**SELECTED EXTRACT:**
Well IMHO, anyone proposing to tax carbon; for any reason; should be confined to an institution for the criminally insane for the rest of their life.
BUT ! if the idiots want to do it anyway; then I have a different proposal:- Make it a very HIGH tax; that should get people to stop using carbon very rapidly.
Place a tax on oil (petroleum) and Natural gas of $1,000,000 per barrel equivalent; and place a tax of $2,000,000 per barrel equivalent (energy) on coal; since it is mostly just carbon; while petroleum and natural gas contain a lot of Hydrogen.
Now that should get people swithced over to solar cells real quick; or really quickly if you prefer.
At $4 per Watt; or maybe $1 per Watt; Wattever it is these days for solar cells; that should get everybody making solar cells in a real hurry and rid us of the scourge of carbon.
Man I just can’t wait for the fossil fuels to run out; that is something I really want to see; so the green energy promoters can finally have their free clean green renewable energy from cheap solar cells; will that ever be a day to celebrate; and think of all the new jobs it will create.

Herbie Vandersmeldt
August 9, 2010 10:15 am

I have degrees in geology and engineering, focussed toward hydrocarbon extraction. I work in the industry, and understand hydrocarbon creation, migration, and production. Oil and gas are not unlimited. It will be at least a couple centuries until oil gets scarce. When that happens, natural gas, (which is extremely plentiful on earth) can be turned into diesel fuel, or used as natural gas. Unless polywell fusion or some other amazing technology breaks through, hydrocarbons will be what the world uses. Indeed, you can’t make plastics and chemicals out of solar energy. It isn’t just energy that we use from hydrocarbons.
Indeed I also used to teach a class called “The Geological Record of Global Climate Change” at university level in the earlier part of last decade, and I keep up on the issues. I understand the issues. I am not concerned by CO2 in the least. It is a complete red herring. If people want to be environmentalists (which I applaud), then focus on habitat/ecosystem destruction and human overpopulation in sensitive regions. Not on CO2!

CTYankee
September 2, 2010 1:56 pm

News Flash:
Washington DC, July 2010 — Ice sculpture melts — climate scientists baffled.

**INFORMATION SHOWN:**
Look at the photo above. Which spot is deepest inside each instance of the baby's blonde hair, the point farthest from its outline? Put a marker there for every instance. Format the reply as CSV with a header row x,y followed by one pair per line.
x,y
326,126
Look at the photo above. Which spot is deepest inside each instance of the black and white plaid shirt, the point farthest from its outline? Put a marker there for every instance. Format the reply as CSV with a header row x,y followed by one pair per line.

**WHAT IS BEING ASKED:** In the comment thread above, in which two fields does Herbie Vandersmeldt hold degrees?

**SOLUTION TO THIS PROBLEM:** Geology and engineering.